#### What needs to be done:
Restate the data below word for word, keeping each line intact.

------ Task material

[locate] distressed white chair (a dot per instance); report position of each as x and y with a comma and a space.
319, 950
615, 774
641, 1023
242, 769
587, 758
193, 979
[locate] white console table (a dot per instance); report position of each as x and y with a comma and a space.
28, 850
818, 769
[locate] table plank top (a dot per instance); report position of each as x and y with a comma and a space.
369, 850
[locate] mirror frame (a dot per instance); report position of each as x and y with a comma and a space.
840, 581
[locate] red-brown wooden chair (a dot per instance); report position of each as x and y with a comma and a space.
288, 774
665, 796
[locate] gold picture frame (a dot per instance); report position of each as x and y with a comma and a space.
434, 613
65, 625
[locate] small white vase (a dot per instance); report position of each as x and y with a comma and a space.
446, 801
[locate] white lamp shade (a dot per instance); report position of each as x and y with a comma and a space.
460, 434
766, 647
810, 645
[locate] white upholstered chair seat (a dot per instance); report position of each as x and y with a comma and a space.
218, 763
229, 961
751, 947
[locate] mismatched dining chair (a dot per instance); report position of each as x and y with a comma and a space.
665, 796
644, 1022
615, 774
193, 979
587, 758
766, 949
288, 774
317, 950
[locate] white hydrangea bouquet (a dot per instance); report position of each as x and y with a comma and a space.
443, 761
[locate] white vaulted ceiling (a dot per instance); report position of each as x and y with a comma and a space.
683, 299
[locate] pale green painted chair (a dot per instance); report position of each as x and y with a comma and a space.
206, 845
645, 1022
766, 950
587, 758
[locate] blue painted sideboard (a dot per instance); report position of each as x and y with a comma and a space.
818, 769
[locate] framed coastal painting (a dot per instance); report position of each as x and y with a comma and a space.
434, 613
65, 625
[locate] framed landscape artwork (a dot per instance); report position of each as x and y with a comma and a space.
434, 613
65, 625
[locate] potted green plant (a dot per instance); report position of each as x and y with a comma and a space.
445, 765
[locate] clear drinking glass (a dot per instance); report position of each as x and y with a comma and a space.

------------

#### Answer to the exercise:
[locate] distressed white chair (a dot per instance); report position of each as x and y with a comma and a space.
319, 950
615, 774
641, 1023
242, 769
587, 758
193, 979
[locate] white console table (a dot per instance); report position of each as x and y with a comma and a space.
28, 850
818, 769
[locate] table plank top (a dot per instance); report position of each as x and y with a comma and a space.
369, 850
[locate] mirror frame (a dot per instance); report position of each as x and y with a comma and a space.
840, 581
[locate] red-brown wooden chair (a dot per instance); report position of each as x and y with a comma and a space.
288, 774
665, 796
[locate] gold picture frame (a dot per instance); report position of each as x and y with a comma and a space.
434, 613
65, 625
[locate] small white vase (a dot per instance); report position of each as x and y with a comma and a space.
446, 801
[locate] white lamp shade (a dot per instance); report position of each as x and y with a comma and a space.
460, 434
766, 647
810, 645
[locate] white upholstered chair seat (a dot per instance); report position of each as x and y with a comma and a space.
218, 763
229, 961
751, 947
[locate] mismatched dining chair (a dot per instance); report position of each as x and y with a comma and a space.
665, 796
644, 1022
615, 774
193, 979
587, 758
766, 949
288, 774
317, 950
[locate] white hydrangea bouquet (a dot per instance); report position of each as x and y with a comma and a space.
443, 761
[locate] white vaulted ceiling (a dot per instance); report position of each as x and y with a comma and a space.
683, 299
[locate] pale green painted chair (a dot per instance); report position of each as x and y with a comma and a space.
206, 845
645, 1022
766, 950
587, 758
[locate] blue painted sideboard (a dot per instance); report position of each as x and y with a comma and a space.
818, 769
[locate] framed coastal painting (a dot per instance); report position of each as x and y with a comma and a space.
434, 613
65, 625
[locate] framed landscape artwork (a dot per instance); report position of each as x and y with a comma and a space.
434, 613
65, 625
[locate] potted green plant (a dot per instance); report position of each as x and y with a comma and a space.
445, 765
[locate] clear drinking glass (a dot per instance); report position of each as x and y with a comma and a space.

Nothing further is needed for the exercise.